#### Data to examine
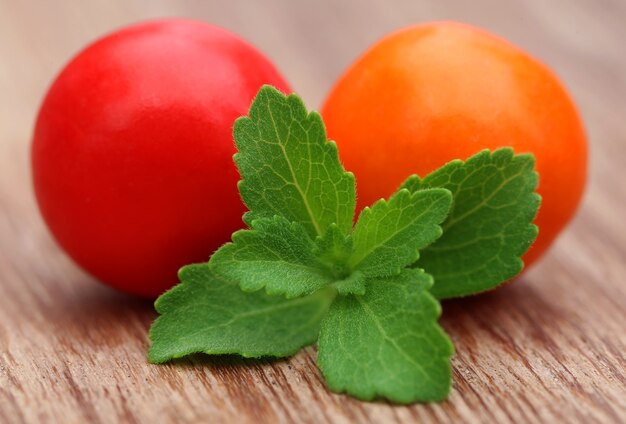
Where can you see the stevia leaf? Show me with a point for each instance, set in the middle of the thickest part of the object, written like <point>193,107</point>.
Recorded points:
<point>289,168</point>
<point>490,224</point>
<point>388,236</point>
<point>386,343</point>
<point>209,314</point>
<point>276,255</point>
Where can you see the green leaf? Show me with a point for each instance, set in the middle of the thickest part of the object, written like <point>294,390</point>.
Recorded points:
<point>387,344</point>
<point>276,255</point>
<point>388,236</point>
<point>289,168</point>
<point>490,225</point>
<point>208,314</point>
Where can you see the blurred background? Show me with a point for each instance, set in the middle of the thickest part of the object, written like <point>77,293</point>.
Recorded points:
<point>78,348</point>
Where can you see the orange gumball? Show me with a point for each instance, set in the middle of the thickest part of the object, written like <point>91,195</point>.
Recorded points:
<point>431,93</point>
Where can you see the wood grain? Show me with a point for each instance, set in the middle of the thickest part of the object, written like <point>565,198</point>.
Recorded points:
<point>549,348</point>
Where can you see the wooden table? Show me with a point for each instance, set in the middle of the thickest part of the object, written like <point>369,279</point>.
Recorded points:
<point>550,348</point>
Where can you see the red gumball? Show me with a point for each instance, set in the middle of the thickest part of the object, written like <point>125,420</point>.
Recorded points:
<point>132,151</point>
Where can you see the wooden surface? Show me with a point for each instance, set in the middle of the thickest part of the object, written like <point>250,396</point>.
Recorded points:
<point>552,346</point>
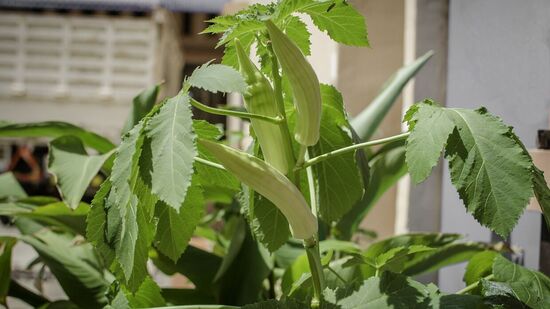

#### What the task requires
Check every line of the entries for the string "leaf". Give only the number of lines that hold it.

#### Result
2